Material for this task =
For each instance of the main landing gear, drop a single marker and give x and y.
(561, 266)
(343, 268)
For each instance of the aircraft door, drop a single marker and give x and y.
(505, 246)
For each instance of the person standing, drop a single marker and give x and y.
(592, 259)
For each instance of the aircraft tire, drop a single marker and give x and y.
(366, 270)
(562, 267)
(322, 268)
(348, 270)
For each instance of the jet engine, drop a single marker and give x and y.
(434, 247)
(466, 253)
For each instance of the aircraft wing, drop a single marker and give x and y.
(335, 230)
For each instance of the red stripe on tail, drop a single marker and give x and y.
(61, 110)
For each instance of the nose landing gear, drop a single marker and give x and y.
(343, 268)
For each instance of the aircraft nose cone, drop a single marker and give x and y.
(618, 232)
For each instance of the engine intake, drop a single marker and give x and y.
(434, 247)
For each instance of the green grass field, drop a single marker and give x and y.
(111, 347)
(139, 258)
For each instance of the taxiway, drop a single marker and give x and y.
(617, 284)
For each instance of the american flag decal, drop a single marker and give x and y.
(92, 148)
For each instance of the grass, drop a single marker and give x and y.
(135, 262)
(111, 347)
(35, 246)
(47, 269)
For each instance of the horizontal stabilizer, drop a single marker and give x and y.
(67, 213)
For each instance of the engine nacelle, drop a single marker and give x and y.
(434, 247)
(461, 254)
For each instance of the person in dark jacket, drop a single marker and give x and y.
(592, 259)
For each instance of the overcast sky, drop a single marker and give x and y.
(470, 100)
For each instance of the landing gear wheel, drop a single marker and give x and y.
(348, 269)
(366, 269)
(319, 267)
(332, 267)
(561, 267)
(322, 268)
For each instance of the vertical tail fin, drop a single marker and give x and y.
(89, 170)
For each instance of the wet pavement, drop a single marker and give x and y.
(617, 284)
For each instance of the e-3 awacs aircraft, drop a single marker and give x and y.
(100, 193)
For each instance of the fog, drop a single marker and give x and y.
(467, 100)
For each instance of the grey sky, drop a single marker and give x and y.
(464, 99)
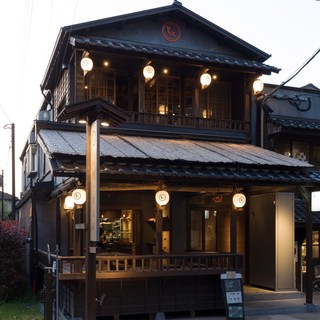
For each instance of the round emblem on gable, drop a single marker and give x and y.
(171, 31)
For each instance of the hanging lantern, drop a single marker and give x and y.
(205, 80)
(162, 197)
(79, 196)
(239, 200)
(257, 86)
(148, 72)
(86, 64)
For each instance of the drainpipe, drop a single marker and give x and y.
(309, 274)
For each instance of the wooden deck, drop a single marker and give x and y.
(189, 122)
(119, 266)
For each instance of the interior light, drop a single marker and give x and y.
(257, 86)
(68, 203)
(205, 80)
(82, 119)
(148, 72)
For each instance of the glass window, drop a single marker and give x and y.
(215, 101)
(315, 159)
(203, 230)
(163, 96)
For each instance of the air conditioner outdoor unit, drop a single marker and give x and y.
(45, 115)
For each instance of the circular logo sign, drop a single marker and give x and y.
(171, 31)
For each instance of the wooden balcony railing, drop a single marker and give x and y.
(117, 265)
(189, 122)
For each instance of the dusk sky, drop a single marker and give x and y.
(288, 30)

Work required =
Without including any picture, repeat the data exactly.

Result of this exercise =
For each instance of the main landing gear, drop a single marker and give x and y.
(561, 266)
(343, 268)
For each instance of the aircraft door, drop a single marker and give x and y.
(505, 246)
For each instance of the person standing, drop a single marker and give x and y.
(592, 259)
For each instance of the aircraft tire, drop a single marker and give x and y.
(366, 270)
(562, 267)
(322, 268)
(348, 270)
For each instance of the jet engine, drop a single marker and give x and y.
(434, 247)
(466, 253)
For each instance of the aircraft wing, drop a single marker and give x and y.
(335, 230)
For each instance of the red stripe on tail, drop a single marker and give x and y.
(61, 110)
For each instance of the nose landing gear, drop a single marker and give x and y.
(343, 268)
For each instance of the aircraft nose cone, drop a single marker and give x and y.
(618, 232)
For each instance of the engine intake, drop a single marker and give x and y.
(434, 247)
For each instance of the green grass field, drop a single marker and give x and y.
(111, 347)
(139, 258)
For each instance of the taxiway, drop a single marker and give x and y.
(617, 284)
For each instance of the american flag decal, drop a single marker and give x and y.
(92, 148)
For each instance of the grass, drop a single marker and give x and y.
(135, 262)
(111, 347)
(35, 246)
(47, 269)
For each instance of the horizontal stabilizer, drop a single marker and give x and y.
(67, 213)
For each instance of the engine nacelle, drop a single marker and give x and y.
(434, 247)
(461, 254)
For each instance of the person in dark jacket, drop a single marker and give x and y.
(592, 259)
For each instance of the overcast sky, drop a single marker and give x and y.
(470, 100)
For each instance of the landing gear wheel, drop a single marker and give x and y.
(348, 269)
(366, 269)
(319, 267)
(332, 267)
(561, 267)
(322, 268)
For each instance of the vertical tail fin, drop a single marker and give x and y.
(89, 170)
For each instance of the wet pavement, drop a single marker and give x and y.
(617, 284)
For each instance of the e-3 awacs aircraft, drop a single marker and give x and y.
(100, 193)
For each instance of the fog, drop a single marker and give x and y.
(467, 100)
For each instance of the grey sky, drop a single marker and give x and y.
(464, 99)
For each instance of the round emblem on gable, drop a single marker and give x and y.
(171, 31)
For each instance of the hanging lantern, drop a single marker and give x and y.
(205, 80)
(162, 197)
(79, 196)
(239, 200)
(257, 86)
(148, 72)
(86, 64)
For each instance of the drainpipe, drop a single marker and give x and y.
(309, 274)
For each instance of the wooden deck, drop a single marker and give x and y.
(189, 122)
(119, 266)
For each instance of the interior light, drop a single marker and give x and y.
(257, 86)
(68, 203)
(205, 80)
(82, 119)
(148, 72)
For each instance of the glass window, drop a single marker and give x and y.
(215, 101)
(315, 159)
(203, 230)
(163, 96)
For each instance of the air conditioner outdoor unit, drop a single marker and give x and y.
(45, 115)
For each instance of the circular logo sign, drop a single marker and give x and y.
(171, 31)
For each instance of the wooden balcony railing, drop a single marker and give x and y.
(117, 265)
(189, 122)
For each instance of the dusk sky, drop a single marker and give x and y.
(288, 30)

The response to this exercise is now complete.